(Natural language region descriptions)
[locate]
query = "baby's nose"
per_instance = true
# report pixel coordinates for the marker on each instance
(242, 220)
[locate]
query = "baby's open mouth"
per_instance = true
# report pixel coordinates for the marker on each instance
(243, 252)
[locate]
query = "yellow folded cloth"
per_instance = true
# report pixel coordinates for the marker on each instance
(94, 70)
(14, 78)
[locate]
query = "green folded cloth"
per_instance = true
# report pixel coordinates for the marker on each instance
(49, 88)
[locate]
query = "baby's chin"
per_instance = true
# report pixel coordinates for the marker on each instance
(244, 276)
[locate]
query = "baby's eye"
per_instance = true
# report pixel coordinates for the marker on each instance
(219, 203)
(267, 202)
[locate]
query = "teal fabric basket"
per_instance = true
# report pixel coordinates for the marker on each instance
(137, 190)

● **Task directions**
Copy out the records once more. Match them exactly.

● **Reply**
[locate]
query = "baby's nose"
per_instance = true
# report pixel coordinates for the marker on each instance
(242, 220)
[locate]
query = "baby's open mouth"
per_instance = true
# report pixel coordinates for the marker on each instance
(243, 252)
[locate]
query = "yellow folded cloth"
per_instance = true
# report pixel coordinates for the marker on each instance
(94, 70)
(14, 78)
[locate]
query = "green folded cloth"
per_instance = true
# report pixel coordinates for the marker on each instance
(49, 88)
[locate]
query = "baby's chin"
per_instance = true
# report pixel coordinates for the marker on each instance
(244, 276)
[locate]
query = "baby's eye"
per_instance = true
# report pixel coordinates for the marker on each instance
(219, 203)
(267, 202)
[locate]
query = "teal fabric basket"
per_instance = true
# report pixel coordinates for the marker on each instance
(137, 190)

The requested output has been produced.